Start of RECORDS SHOWN

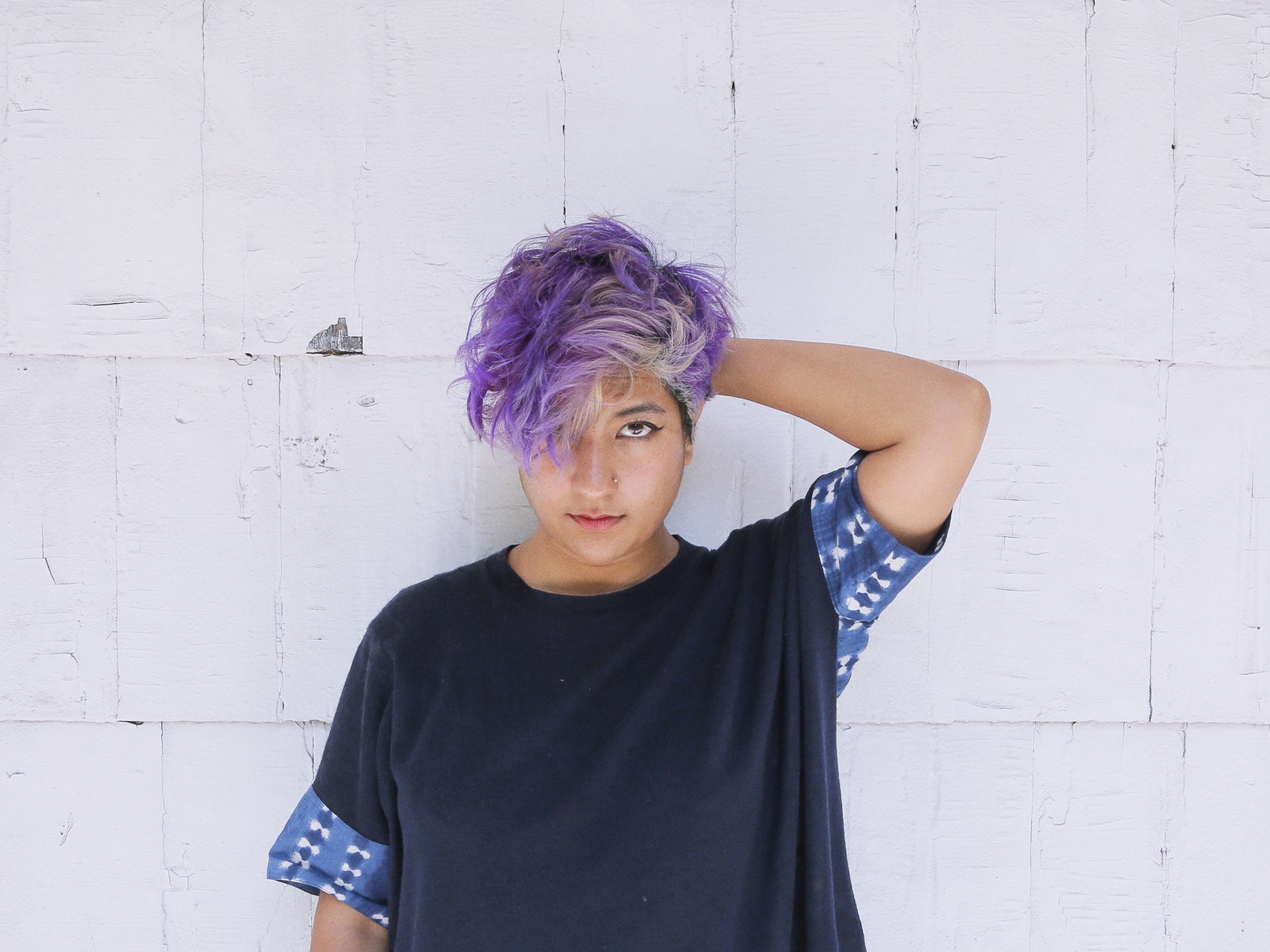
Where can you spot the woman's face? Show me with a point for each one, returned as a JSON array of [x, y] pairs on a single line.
[[609, 502]]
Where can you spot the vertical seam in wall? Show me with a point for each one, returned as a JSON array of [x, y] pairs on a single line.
[[1173, 153], [163, 828], [1089, 101], [279, 609], [906, 145], [1033, 827], [1157, 550], [732, 78], [115, 447], [564, 125], [202, 182]]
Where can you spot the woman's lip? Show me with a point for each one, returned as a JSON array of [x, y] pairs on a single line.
[[596, 522]]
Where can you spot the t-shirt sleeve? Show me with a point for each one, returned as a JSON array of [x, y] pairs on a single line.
[[337, 840], [864, 565]]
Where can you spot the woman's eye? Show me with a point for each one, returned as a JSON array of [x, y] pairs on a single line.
[[639, 429]]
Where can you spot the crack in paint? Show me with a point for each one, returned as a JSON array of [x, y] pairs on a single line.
[[564, 124]]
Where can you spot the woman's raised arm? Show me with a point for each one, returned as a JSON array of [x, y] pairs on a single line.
[[923, 423]]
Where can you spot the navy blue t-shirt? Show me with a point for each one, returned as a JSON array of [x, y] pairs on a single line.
[[653, 768]]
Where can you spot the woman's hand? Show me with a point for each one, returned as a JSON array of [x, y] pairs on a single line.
[[341, 928], [923, 423]]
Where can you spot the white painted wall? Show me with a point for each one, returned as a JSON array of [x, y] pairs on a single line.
[[1060, 738]]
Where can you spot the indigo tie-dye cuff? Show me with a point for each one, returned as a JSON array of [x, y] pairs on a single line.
[[318, 852], [864, 564]]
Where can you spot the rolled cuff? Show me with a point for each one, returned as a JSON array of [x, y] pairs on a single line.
[[318, 852]]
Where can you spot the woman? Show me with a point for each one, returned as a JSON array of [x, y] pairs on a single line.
[[607, 738]]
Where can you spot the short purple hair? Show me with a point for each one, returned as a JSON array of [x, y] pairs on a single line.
[[577, 306]]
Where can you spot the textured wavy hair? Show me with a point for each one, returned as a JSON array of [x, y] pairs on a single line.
[[578, 306]]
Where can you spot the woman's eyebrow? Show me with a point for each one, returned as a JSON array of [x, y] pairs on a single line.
[[641, 409]]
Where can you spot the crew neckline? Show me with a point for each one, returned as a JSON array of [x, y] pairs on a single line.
[[511, 584]]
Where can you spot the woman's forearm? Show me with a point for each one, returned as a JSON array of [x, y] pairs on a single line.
[[341, 928], [923, 423]]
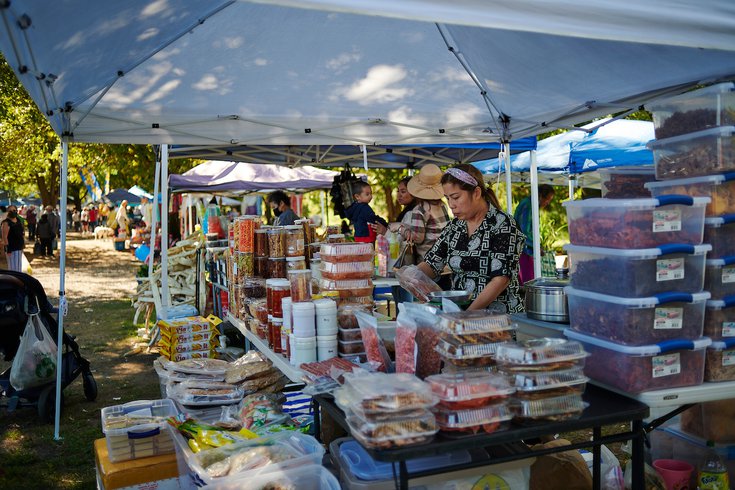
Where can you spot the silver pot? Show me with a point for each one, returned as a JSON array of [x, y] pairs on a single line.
[[546, 300]]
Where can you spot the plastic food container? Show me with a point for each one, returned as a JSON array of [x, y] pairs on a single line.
[[549, 409], [719, 277], [719, 232], [719, 364], [473, 421], [670, 364], [637, 321], [347, 270], [638, 272], [694, 111], [348, 288], [636, 223], [540, 384], [462, 391], [138, 429], [544, 354], [626, 182], [719, 318], [689, 155], [346, 252]]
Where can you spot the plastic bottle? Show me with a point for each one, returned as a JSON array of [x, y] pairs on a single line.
[[712, 473]]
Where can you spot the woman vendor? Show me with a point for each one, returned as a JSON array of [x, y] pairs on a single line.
[[482, 244]]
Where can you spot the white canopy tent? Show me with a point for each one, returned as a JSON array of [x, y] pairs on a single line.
[[201, 72]]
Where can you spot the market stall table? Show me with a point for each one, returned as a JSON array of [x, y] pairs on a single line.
[[605, 408]]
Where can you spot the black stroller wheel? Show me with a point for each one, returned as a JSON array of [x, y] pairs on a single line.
[[90, 386]]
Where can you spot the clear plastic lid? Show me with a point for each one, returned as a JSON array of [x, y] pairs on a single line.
[[540, 351], [454, 387], [474, 322]]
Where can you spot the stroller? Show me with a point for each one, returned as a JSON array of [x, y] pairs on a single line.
[[21, 295]]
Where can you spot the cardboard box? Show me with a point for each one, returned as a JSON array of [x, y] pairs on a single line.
[[154, 473]]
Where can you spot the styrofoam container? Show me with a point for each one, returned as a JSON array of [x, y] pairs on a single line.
[[141, 440], [719, 277], [705, 152], [626, 182], [636, 223], [638, 272], [637, 321], [719, 231], [635, 369], [719, 318], [694, 111]]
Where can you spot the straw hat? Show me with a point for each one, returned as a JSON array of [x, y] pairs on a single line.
[[427, 183]]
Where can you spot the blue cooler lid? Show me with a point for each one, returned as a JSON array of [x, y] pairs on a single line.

End of RECORDS SHOWN

WHAT YOU HAVE TO DO
Give every line of the entries above as a JSON list of strings, one string per line, skipping blank lines and leaving out the pictures.

WORKED ANSWER
[
  "Where can you spot the woman's face? Show me with a point for each one, returned as a JSON array of [x, y] pairs on a single line.",
  "[[609, 502]]",
  "Where can you spot the vertical seam in wall? Show me with a point for each one, returned as a JSON array of [x, y] pairs on a single line.",
  "[[1173, 153], [163, 828], [1089, 101], [279, 609], [906, 145], [1033, 827], [1157, 550], [732, 78], [115, 447], [564, 125], [202, 182]]",
  "Where can you spot the woman's lip? Show me with a point for each one, returned as a JSON array of [x, y] pairs on a single line.",
  "[[596, 522]]",
  "Where can you spot the t-shirt sleeve? Show me with a point for each one, returned as a JSON array of [x, y] pairs on a single line.",
  "[[337, 840], [864, 565]]",
  "Where can you spot the woman's eye? Show me with a point for each one, returned as a JSON array of [x, y] pairs on a single line.",
  "[[639, 429]]",
  "Where can you spot the crack in paint? Show me with a point for each one, returned as a JSON array of [x, y] pairs on a single line.",
  "[[564, 124]]",
  "Where can you spot the woman's raised arm? Show me with a point for each one, returned as a JSON array of [x, y] pairs on a single line.",
  "[[923, 423]]",
  "Where can you spot the navy blue t-shirt? Show me with a point for each one, returned as a JSON array of [x, y] pairs on a single line.",
  "[[653, 768]]",
  "Where can you spot the woman's hand? Show me with a point for each one, returned as a JSON array of [x, y] pairs on a single line.",
  "[[341, 928], [923, 423]]",
  "Where can you spot the white painted wall? Show me with a point for each one, returned as a JSON array of [x, y] pairs on a single line.",
  "[[1060, 738]]",
  "Where can you spot the indigo tie-dye cuff? Show me with a point for each one, returned as a JSON array of [x, y] pairs on a single line.",
  "[[318, 852], [864, 564]]",
  "Where can you spot the rolled cuff? Show me with a point for each one, returned as a JSON array of [x, y] pairs on a single line.",
  "[[318, 852]]",
  "Where can you spot the woman? Show me with a point for each one, returned as a JSON array of [x, y] pairs on a single line.",
  "[[607, 738]]",
  "Where can you spot the short purple hair? Show me with a point for each one, returned as a JSON array of [x, y] pairs on a single line.",
  "[[577, 306]]",
  "Where can you spot the textured wavy hair? Show me with a point for each one, returned as a JSON array of [x, y] pairs on a single line.",
  "[[578, 306]]",
  "Where can you spot the woman's eyebrow? Show me with a point for each one, returned as a JSON array of [x, y] pairs on a single line.",
  "[[641, 409]]",
  "Where can you spot the crew neckline? Show me with a point for each one, returned as a JSON array of [x, y] pairs on a single line.",
  "[[511, 584]]",
  "Where can you spot the woman's forearm? Show me with a point for each one, returned as a JSON array of [x, y] pairs on a single line.",
  "[[341, 928], [923, 423]]",
  "Where can you spot the silver pot? Show me with a point for each one, returned as a JSON array of [x, y] pairs on a single line.",
  "[[546, 300]]",
  "Where can you spot the plastic food container? Show me with a point for each one, returned as a JSON array of [x, y] pairs on a single line.",
  "[[549, 409], [719, 277], [719, 232], [719, 364], [473, 421], [670, 364], [637, 321], [347, 270], [638, 272], [694, 111], [348, 288], [636, 223], [540, 384], [462, 391], [138, 429], [544, 354], [626, 182], [719, 318], [689, 155], [346, 252]]",
  "Where can you spot the plastic bottle? Show me with a point for each one, returned as a JSON array of [x, y] pairs on a single line.",
  "[[712, 473]]",
  "Where can you spot the woman vendor? Show me with a point for each one, returned as a JSON array of [x, y] pairs on a single line.",
  "[[482, 244]]",
  "Where can you spot the white canopy tent? Show me with a point for each one, returned as a JSON array of [x, y] pairs on a single line.",
  "[[201, 72]]",
  "Where can you spot the market stall table? Show me with a point for each one, returned as a JSON array of [x, y] pairs on a single line.",
  "[[605, 408]]",
  "Where can you spot the black stroller wheel? Show me with a point for each one, returned as a JSON array of [x, y] pairs on a single line.",
  "[[90, 386]]",
  "Where can you spot the clear plastic lid? Show me with a point for each one, returned as a JSON array of [x, y] pairs on a single line.",
  "[[540, 351], [454, 387], [474, 322]]",
  "Where can you spot the stroller? Show me with a point for each one, returned as a JSON array of [x, y] pairs on a single line.",
  "[[21, 295]]",
  "Where can you spot the cardboard box? Show me with a point for each one, returned as a JSON array of [x, y] pairs on a single line.",
  "[[154, 473]]",
  "Where can you spot the styrofoam container? Show me with a point for each one, returned as a JSON array of [x, y] pairs on a single line.",
  "[[141, 440], [719, 277], [705, 152], [626, 182], [636, 223], [638, 272], [637, 321], [719, 231], [635, 369], [719, 318], [694, 111]]",
  "Where can you spot the straw hat? Show me with a point for each one, returned as a JSON array of [x, y] pairs on a single line.",
  "[[427, 183]]",
  "Where can you spot the blue cooler lid? Show me with a point for each one, returned as a JSON array of [x, y] pairs on a single line."
]